AIM: Can you scale the part of the entries that opens with the line containing "Locate window above." and closes with the line containing "left=0, top=190, right=189, bottom=298", both lines included? Reproduce only those lines in full, changing nothing except the bounding-box coordinates: multiply each one by 0.9 and round it to a whole number, with halves rounded up.

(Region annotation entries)
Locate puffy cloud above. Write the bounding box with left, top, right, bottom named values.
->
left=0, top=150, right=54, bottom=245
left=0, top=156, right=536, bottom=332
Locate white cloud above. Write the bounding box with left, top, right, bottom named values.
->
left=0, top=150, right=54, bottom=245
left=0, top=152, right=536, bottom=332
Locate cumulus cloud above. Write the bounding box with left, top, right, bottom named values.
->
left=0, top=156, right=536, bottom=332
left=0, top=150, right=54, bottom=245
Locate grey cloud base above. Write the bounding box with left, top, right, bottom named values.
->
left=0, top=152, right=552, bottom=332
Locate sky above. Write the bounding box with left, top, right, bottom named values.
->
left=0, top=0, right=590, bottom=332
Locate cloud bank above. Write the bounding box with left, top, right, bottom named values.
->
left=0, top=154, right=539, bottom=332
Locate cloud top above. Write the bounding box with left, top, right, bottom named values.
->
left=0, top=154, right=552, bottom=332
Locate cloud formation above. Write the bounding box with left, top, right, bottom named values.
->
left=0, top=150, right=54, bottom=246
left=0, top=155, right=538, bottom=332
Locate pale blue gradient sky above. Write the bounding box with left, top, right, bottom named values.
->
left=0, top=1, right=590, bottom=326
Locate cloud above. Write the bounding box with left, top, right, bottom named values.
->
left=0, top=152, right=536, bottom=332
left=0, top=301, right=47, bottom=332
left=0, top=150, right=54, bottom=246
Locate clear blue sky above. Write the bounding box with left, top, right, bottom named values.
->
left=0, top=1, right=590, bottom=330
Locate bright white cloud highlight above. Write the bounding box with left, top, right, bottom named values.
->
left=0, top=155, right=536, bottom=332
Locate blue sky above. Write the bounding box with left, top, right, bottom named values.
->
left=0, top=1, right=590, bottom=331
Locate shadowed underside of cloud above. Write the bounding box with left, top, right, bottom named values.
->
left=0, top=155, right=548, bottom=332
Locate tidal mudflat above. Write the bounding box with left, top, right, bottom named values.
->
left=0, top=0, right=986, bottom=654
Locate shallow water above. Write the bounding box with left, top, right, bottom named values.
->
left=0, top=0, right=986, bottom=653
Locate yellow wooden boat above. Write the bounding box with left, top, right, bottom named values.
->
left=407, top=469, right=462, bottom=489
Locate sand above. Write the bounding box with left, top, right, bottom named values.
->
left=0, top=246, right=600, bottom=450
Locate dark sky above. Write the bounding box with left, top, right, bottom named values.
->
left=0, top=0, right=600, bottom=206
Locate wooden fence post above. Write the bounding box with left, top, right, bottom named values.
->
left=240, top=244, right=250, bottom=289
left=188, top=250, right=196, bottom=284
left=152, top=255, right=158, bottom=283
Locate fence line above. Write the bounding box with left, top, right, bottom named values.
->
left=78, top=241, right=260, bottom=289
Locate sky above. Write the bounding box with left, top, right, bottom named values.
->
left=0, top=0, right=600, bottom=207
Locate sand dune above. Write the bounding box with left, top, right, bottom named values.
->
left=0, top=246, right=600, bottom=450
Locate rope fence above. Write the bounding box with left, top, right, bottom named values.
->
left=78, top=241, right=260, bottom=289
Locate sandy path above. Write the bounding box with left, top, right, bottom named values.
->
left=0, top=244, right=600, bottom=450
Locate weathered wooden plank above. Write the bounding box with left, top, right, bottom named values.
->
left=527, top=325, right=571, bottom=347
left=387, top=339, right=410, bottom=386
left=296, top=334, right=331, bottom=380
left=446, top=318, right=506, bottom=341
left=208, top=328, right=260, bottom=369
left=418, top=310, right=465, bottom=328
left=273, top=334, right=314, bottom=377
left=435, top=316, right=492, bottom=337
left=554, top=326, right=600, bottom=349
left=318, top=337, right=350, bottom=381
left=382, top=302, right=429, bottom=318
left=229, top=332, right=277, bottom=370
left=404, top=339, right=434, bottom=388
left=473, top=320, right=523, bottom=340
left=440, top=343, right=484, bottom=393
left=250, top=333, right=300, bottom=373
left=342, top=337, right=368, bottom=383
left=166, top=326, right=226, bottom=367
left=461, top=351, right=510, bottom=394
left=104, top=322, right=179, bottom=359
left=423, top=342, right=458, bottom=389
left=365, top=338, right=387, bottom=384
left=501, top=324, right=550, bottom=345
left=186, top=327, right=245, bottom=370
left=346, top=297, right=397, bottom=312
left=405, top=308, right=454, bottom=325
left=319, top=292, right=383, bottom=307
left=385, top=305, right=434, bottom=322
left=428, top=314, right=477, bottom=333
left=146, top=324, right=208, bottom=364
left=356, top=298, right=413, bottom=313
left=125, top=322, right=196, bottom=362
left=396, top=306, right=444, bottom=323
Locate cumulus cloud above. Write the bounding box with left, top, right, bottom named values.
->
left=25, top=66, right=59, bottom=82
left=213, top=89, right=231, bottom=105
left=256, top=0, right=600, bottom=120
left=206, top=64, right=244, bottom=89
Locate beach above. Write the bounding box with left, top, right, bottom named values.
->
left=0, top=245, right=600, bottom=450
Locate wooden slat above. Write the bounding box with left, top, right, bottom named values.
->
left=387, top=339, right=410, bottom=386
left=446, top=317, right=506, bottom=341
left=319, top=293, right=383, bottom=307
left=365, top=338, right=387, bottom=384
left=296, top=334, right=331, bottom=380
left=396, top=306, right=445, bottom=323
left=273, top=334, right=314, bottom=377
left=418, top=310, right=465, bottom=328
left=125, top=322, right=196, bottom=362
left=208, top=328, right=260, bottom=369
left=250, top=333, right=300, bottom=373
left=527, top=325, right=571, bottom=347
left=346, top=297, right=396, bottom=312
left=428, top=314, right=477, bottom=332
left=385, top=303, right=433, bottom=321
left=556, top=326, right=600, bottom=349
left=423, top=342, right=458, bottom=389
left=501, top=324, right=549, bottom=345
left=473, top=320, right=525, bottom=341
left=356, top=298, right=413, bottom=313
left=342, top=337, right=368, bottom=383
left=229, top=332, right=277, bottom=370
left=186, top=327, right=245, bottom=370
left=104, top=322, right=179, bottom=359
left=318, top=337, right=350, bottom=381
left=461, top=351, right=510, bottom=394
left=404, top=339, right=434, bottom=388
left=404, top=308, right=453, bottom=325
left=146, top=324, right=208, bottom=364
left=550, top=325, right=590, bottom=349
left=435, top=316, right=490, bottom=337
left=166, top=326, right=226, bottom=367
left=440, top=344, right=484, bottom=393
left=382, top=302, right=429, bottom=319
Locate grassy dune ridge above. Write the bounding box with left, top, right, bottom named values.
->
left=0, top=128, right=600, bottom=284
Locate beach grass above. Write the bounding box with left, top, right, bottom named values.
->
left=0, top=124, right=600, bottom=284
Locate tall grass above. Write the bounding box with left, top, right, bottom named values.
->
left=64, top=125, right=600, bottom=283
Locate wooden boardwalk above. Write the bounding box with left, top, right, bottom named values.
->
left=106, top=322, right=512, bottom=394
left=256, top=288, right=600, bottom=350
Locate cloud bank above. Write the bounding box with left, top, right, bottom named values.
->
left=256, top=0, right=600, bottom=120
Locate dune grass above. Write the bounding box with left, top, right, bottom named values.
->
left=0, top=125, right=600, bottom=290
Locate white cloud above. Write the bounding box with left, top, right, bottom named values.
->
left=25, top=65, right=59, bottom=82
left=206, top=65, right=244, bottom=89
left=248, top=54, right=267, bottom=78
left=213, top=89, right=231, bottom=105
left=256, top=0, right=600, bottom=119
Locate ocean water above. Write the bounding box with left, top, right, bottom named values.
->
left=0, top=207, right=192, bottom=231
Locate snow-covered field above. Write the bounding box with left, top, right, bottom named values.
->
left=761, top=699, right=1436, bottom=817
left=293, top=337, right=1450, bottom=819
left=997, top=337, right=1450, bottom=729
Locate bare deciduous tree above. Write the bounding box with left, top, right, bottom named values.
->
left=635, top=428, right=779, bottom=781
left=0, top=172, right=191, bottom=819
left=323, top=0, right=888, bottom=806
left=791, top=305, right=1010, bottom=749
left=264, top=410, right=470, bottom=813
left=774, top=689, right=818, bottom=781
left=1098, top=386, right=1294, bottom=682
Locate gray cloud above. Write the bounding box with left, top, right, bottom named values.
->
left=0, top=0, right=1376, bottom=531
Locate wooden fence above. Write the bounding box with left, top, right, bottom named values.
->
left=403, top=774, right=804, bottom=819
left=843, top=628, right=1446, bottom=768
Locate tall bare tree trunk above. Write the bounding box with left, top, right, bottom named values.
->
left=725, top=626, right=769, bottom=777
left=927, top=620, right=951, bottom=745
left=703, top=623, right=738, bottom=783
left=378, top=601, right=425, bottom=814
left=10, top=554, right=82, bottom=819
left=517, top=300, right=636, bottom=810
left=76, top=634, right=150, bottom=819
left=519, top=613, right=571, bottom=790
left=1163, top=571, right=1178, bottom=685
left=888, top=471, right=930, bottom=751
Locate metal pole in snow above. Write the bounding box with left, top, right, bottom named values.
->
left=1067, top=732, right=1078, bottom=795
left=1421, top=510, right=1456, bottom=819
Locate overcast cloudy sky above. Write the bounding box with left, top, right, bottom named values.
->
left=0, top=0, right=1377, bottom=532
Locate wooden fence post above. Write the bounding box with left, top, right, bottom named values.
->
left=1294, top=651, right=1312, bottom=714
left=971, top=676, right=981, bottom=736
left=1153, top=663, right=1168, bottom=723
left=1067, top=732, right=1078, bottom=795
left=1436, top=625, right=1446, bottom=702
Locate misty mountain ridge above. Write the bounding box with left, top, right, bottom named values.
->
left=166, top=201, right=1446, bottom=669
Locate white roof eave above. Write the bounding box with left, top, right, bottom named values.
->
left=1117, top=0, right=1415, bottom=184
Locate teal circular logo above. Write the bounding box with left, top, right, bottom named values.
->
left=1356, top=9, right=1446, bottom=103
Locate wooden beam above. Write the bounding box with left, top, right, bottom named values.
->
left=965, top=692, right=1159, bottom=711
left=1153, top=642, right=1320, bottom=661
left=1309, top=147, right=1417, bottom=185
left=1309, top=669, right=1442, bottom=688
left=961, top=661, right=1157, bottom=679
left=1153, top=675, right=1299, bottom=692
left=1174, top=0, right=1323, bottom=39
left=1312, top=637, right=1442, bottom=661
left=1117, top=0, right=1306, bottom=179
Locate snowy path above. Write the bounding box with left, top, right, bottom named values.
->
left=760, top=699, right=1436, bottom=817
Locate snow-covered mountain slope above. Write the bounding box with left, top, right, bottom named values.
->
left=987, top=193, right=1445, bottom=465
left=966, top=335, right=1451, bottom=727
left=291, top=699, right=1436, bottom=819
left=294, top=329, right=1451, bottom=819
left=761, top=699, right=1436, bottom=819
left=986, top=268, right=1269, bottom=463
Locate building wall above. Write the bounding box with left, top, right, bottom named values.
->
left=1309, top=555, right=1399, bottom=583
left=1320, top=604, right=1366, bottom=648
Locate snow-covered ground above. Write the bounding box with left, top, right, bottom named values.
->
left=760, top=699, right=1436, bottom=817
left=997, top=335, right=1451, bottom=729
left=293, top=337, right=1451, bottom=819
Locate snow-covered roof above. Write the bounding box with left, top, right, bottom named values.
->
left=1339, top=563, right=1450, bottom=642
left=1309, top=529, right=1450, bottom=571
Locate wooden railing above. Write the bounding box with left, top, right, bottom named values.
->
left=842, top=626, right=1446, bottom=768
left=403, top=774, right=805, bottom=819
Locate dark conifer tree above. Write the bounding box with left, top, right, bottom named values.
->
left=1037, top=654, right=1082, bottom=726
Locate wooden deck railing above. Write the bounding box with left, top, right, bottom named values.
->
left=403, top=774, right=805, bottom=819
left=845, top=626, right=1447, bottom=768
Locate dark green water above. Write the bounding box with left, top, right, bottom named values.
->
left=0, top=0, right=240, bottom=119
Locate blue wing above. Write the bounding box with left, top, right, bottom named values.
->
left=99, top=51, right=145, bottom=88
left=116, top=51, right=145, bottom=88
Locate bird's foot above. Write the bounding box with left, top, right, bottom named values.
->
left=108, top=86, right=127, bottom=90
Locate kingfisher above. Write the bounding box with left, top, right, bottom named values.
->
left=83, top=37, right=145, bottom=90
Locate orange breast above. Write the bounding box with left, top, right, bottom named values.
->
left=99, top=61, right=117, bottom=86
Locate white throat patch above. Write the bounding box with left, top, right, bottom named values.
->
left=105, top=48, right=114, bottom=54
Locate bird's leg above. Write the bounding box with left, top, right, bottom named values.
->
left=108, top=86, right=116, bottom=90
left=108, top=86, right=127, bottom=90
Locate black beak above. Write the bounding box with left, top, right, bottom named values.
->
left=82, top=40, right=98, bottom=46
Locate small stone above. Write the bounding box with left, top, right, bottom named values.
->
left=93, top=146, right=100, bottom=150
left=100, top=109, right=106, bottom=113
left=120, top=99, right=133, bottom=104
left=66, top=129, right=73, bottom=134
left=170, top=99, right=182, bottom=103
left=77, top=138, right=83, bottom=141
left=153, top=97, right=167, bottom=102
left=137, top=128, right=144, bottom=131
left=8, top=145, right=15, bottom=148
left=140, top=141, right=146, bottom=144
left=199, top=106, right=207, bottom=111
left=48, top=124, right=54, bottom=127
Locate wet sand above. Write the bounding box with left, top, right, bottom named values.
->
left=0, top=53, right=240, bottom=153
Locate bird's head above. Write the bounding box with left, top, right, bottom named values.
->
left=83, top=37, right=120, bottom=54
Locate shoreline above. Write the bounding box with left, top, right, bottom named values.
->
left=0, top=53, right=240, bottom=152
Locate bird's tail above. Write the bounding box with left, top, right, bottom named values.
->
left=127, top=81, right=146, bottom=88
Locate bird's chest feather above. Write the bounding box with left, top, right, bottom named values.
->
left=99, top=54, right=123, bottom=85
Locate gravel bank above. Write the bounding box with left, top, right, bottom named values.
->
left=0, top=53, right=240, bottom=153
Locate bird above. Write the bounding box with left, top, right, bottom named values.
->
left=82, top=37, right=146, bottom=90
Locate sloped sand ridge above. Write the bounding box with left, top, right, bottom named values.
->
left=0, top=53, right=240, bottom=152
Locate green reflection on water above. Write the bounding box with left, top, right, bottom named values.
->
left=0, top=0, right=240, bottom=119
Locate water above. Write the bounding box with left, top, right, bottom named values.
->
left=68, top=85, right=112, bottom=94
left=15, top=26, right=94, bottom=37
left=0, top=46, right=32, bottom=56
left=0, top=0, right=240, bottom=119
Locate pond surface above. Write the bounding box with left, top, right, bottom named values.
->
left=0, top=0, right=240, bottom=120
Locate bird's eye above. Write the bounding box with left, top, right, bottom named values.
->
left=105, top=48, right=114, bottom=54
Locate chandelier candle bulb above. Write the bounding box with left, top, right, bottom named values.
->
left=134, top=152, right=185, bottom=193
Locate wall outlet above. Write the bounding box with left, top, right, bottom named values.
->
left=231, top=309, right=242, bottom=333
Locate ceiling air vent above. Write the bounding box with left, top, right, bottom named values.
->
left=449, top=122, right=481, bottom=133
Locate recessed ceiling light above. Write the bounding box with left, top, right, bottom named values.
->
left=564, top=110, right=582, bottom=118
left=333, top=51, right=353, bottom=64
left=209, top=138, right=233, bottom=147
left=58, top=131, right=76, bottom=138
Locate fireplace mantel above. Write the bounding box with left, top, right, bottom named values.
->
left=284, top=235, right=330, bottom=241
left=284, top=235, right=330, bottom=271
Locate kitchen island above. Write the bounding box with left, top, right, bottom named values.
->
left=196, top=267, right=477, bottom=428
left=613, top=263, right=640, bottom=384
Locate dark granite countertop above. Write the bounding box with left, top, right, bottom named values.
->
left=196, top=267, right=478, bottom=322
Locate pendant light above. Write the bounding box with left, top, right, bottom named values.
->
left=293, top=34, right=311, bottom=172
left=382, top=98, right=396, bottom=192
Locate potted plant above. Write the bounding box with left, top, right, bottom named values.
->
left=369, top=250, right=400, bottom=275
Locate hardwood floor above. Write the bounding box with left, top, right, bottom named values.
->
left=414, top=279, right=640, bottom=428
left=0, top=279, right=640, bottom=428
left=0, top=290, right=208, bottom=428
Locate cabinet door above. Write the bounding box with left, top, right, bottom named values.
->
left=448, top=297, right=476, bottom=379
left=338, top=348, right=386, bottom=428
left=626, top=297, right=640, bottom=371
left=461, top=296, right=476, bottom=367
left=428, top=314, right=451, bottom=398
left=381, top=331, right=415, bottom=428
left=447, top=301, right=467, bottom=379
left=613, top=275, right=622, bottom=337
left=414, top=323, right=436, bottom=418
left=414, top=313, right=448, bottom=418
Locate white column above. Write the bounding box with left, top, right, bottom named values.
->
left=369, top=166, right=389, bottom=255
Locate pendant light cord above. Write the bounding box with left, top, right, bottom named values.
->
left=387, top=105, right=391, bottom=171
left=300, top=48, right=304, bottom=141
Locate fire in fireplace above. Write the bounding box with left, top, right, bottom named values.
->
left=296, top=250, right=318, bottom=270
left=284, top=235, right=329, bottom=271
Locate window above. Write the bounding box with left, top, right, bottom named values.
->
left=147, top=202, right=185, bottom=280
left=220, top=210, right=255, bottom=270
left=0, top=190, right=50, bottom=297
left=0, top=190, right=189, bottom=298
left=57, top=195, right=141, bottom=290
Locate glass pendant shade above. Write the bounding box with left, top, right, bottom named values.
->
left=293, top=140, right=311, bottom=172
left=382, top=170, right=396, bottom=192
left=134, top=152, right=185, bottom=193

TASK SOLUTION:
Locate window above. Write the bounding box with left, top, right, bottom named values.
->
left=132, top=182, right=167, bottom=252
left=198, top=189, right=230, bottom=243
left=0, top=171, right=45, bottom=267
left=0, top=171, right=170, bottom=268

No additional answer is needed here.